**GIVEN PROBLEM A**
Render the records, from the line containing "Query: green foliage" through the last line of the records, inclusive, as a Markdown table with columns "No." and "Record line", skipping any blank lines.

**DOCUMENT TEXT**
-------------------------

These systems of course interact: more road building may attract transit riders to cars, while those additional drivers pay gas taxes and generate more roads.

One might ask whether positive feedback systems converge or diverge. The answer is "it depends on the system", and in particular where or when in the system you observe. There might be some point where no matter how many additional roads you built, there would be no more traffic demand, as everyone already consumes as much travel as they want to. We have yet to reach that point for roads, but on the other hand, we have for lots of goods. If you live in most parts of the United States, the price of water at your house probably does not affect how much you drink, and a lower price for tap water would not increase your rate of ingestion. You might use substitutes if their prices were lower (or tap water were costlier), e.g. bottled water. Price might affect other behaviors such as lawn watering and car washing though.

### Examples of Feedback Systems

We explore a few examples related to urban growth, accessibility, electric vehicle adoption, and urban transit.

Traffic congestion and Travel Demand (-) An example of a negative feedback system is Traffic Congestion and Traffic Demand. More congestion limits demand, but more demand creates more congestion.

Bus Bunching (+) An example of a positive feedback system is Bus bunching. Buses operating with high frequency tend to bunch. A lead bus picks up passengers, each passenger makes the bus slower. As the bus approaches the next stop, there are more passengers waiting. The following bus in contrast gets faster as there are fewer and fewer passengers waiting at each stop, since the previous bus is later and gets more boardings. Eventually the buses bunch together. This simulation illustrates and explains the phenomenon.

Agglomeration Economies and City Growth (+) Economists have sought to understand why cities grow and why large cities seem to be at an advantage relative to others. One explanation that has received much attention emphasizes the role of agglomeration economies in facilitating and sustaining city growth. The clustering of firms and workers in cities generates positive externalities by allowing for labor market pooling, input sharing, and knowledge spillovers. (Rosenthal & Strange 2004)

Accessibility and Land Value (+)

Accessibility and land value comprise a positive feedback system. Where land is expensive, it is developed more intensively. Where it is more intensively developed, there are more activities and destinations that can be reached in a given time. Where there are more activities, accessibility is higher. Where accessibility is higher, land is more expensive.

Gas tax and electric vehicle usage

Gas Tax and Electric Vehicle Usage (+) Imagine all gasoline vehicle users pay for all transportation costs. Imagine total expenses are \$100,000,000 and the total number of users are 1,000,000, traveling 10,000 miles per year (for a total travel of 10,000,000,000 miles per year, at a cost of \$0.01/mile), and all gasoline powered cars get 30 MPG. In that case, if all vehicles are gasoline powered, the gas tax will be \$0.30/gallon (or \$0.01/mile), in line with current costs. Now imagine, only half of all cars pay the gas tax, the tax jumps to \$0.60 to cover costs, still quite tolerable, but as the gas tax rises, the number of gasoline powered cars should be expected to fall. The following image shows the expected gas tax based on the above assumptions with a varying number of gasoline powered cars on the road. Note especially this is a log-log scale. At 50,000 cars with gasoline engines (95% non-gasoline powered), the tax jumps to \$6.00 per gallon (above European levels), but the last car has to pay \$300,000 per gallon. The move away from the gas tax is a positive feedback system that will accelerate. A replacement may be required.

-------------------------

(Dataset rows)
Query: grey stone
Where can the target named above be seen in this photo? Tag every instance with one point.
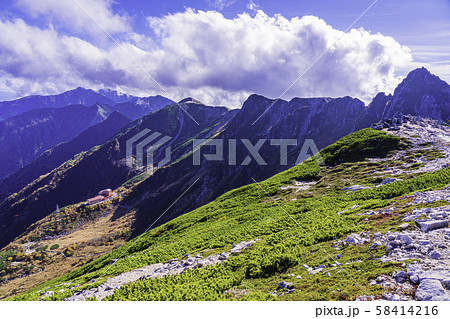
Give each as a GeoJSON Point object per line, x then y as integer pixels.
{"type": "Point", "coordinates": [404, 239]}
{"type": "Point", "coordinates": [431, 290]}
{"type": "Point", "coordinates": [222, 256]}
{"type": "Point", "coordinates": [446, 283]}
{"type": "Point", "coordinates": [389, 180]}
{"type": "Point", "coordinates": [284, 284]}
{"type": "Point", "coordinates": [401, 276]}
{"type": "Point", "coordinates": [376, 244]}
{"type": "Point", "coordinates": [414, 279]}
{"type": "Point", "coordinates": [351, 240]}
{"type": "Point", "coordinates": [435, 255]}
{"type": "Point", "coordinates": [427, 226]}
{"type": "Point", "coordinates": [403, 226]}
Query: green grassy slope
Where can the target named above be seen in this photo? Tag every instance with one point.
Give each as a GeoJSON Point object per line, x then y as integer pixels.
{"type": "Point", "coordinates": [294, 228]}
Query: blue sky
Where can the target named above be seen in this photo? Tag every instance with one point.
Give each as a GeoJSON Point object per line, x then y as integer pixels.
{"type": "Point", "coordinates": [166, 33]}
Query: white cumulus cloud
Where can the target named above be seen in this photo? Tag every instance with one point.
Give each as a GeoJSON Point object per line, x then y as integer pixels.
{"type": "Point", "coordinates": [207, 56]}
{"type": "Point", "coordinates": [70, 14]}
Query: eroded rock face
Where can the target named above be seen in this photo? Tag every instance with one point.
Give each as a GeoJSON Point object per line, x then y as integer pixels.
{"type": "Point", "coordinates": [172, 267]}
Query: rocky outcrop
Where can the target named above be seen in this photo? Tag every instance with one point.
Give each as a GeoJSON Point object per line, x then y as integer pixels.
{"type": "Point", "coordinates": [159, 270]}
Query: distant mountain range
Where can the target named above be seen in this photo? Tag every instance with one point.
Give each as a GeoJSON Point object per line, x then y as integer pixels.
{"type": "Point", "coordinates": [51, 159]}
{"type": "Point", "coordinates": [324, 120]}
{"type": "Point", "coordinates": [35, 124]}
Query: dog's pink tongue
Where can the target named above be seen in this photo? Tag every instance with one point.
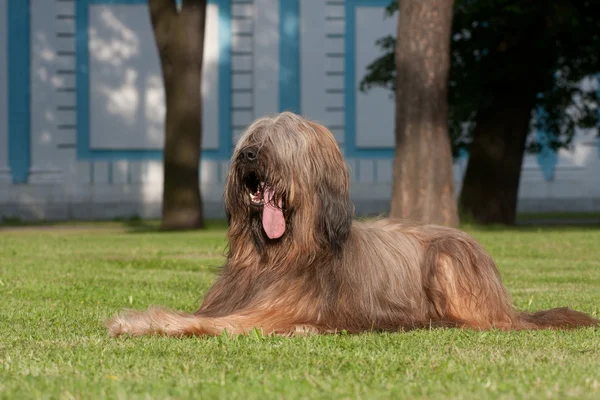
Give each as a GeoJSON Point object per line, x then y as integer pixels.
{"type": "Point", "coordinates": [273, 221]}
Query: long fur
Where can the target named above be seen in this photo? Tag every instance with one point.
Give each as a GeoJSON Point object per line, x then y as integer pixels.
{"type": "Point", "coordinates": [328, 273]}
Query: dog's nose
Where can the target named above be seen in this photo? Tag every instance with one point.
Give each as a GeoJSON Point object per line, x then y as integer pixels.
{"type": "Point", "coordinates": [249, 154]}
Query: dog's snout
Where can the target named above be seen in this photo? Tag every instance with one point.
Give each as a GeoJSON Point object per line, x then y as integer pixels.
{"type": "Point", "coordinates": [249, 154]}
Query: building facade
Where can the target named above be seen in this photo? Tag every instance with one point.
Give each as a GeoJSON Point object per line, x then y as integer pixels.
{"type": "Point", "coordinates": [82, 105]}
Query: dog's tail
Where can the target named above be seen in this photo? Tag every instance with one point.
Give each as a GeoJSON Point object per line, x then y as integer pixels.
{"type": "Point", "coordinates": [156, 321]}
{"type": "Point", "coordinates": [555, 318]}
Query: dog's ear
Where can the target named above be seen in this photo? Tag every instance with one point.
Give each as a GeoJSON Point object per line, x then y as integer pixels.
{"type": "Point", "coordinates": [335, 217]}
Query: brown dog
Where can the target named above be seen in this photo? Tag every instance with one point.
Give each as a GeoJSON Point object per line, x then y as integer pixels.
{"type": "Point", "coordinates": [298, 263]}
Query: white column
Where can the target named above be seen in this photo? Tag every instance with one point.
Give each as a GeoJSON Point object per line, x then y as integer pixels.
{"type": "Point", "coordinates": [313, 101]}
{"type": "Point", "coordinates": [52, 86]}
{"type": "Point", "coordinates": [266, 57]}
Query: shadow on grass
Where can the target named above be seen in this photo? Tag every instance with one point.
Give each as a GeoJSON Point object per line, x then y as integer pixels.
{"type": "Point", "coordinates": [128, 225]}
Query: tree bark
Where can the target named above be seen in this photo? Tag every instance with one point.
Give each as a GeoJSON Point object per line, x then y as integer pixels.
{"type": "Point", "coordinates": [491, 182]}
{"type": "Point", "coordinates": [423, 186]}
{"type": "Point", "coordinates": [179, 37]}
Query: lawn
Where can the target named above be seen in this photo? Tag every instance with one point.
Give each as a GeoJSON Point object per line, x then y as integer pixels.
{"type": "Point", "coordinates": [58, 284]}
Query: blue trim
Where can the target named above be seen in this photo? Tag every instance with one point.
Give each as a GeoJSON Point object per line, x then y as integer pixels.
{"type": "Point", "coordinates": [19, 89]}
{"type": "Point", "coordinates": [289, 56]}
{"type": "Point", "coordinates": [547, 157]}
{"type": "Point", "coordinates": [83, 89]}
{"type": "Point", "coordinates": [350, 89]}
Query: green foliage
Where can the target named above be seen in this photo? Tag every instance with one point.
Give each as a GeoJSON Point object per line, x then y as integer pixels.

-------------------------

**GIVEN PROBLEM B**
Write what comes next in the passage on feedback systems in transportation, picking up after its last sentence.

**RESULT A**
| No. | Record line |
|---|---|
| 1 | Query: green foliage |
| 2 | Where can the target named above be seen in this photo? Tag every instance with one point. |
| 3 | Give each as a GeoJSON Point object per line, x then y as integer pixels. |

**RESULT B**
Urban Transit (The "Mohring Effect") (+) Fixed-route urban transit networks also have the potential to exhibit characteristics of a positive feedback system through a process known as the "Mohring effect". Since the costs facing users of public transit services include elements such as the user's time, which has a fixed component to account for time spent waiting for a bus or train, it can be shown that at higher levels of demand waiting times decrease due to more frequent service. This, in turn, makes public transit more attractive. Thus, the setting of marginal cost fares should take into account relevant user time costs in order to achieve optimality. The Mohring effect may provide an efficiency rationale for the subsidization of some urban transit services.

The Mohring effect may arise through the provision of more frequent service on a single route, as described above, and also in a network setting. For example, if the density of routes in a network are increased, the time costs faced by users in accessing the nearest stop will decrease, again reducing the total cost of a trip.

Mode Choice and the Mogridge hypothesis (+) (see Mogridge, M.J.H., D.J. Holden, J. Bird and G.C. Terzis, 1987, The Downs/Thomson Paradox and the Transportation Planning Process, International Journal of Transport Economics, 14(3): 283-311.)

Why did the automobile take-off? Because at all values of auto-mode share, the automobile has a faster travel speed than transit, even though the city might be better off as a whole (have an overall faster speed) if the congestion from autos was avoided altogether and everyone rode the bus. Mogridge[1] and others have hypothesized that this is indeed how congested transportation systems work in the absence of charges for road access. [1]

Is the left figure correct? Or does the second figure (right) more accurately reflect the empirical evidence? The best collection of evidence to date has been compiled in a review by Mogridge[2].

## Network Externalities

The idea underlying network externalities is that a network is more valuable the more people (destinations) who are on (served by) it.

### Examples of networks

Examples of networks from communications include:

• telegraph,
• telephone,
• fax,
• email,
• World Wide Web,
• automated teller machines, and
• the English language.

In transportation, networks examples include:

• highways,
• airports,
• shipping containers.

### Examples of network externalities

Non-transportation examples of network externalities include

• the typewriter keyboard,
• electrical sockets,
• nuts and bolts,
• weights and measures (SI or the metric system)

and anything else that has been standardized.

Exercise Identify four technologies (related in some way to transportation) in which network externalities exist (that have inter-organizational standards). […]

### Terms

Terms that are often used in describing network externalities:

## Agglomeration Economies

The idea of agglomeration economies has been long considered in urban economics. Transportation of one form or another drives these agglomeration economies.

The spatial economics literature observes: Specialized and diversified cities co-exist. Larger cities tend to be more diversified. The distribution of city-sizes and specializations tend to be stable over time. City growth is related to specialization and diversity. Relocations are from diversified to specialized cities. Assumptions include: crowding, agents, labour mobility, (endogenous) self-organisation, path-dependency, systems of cities (policentricity).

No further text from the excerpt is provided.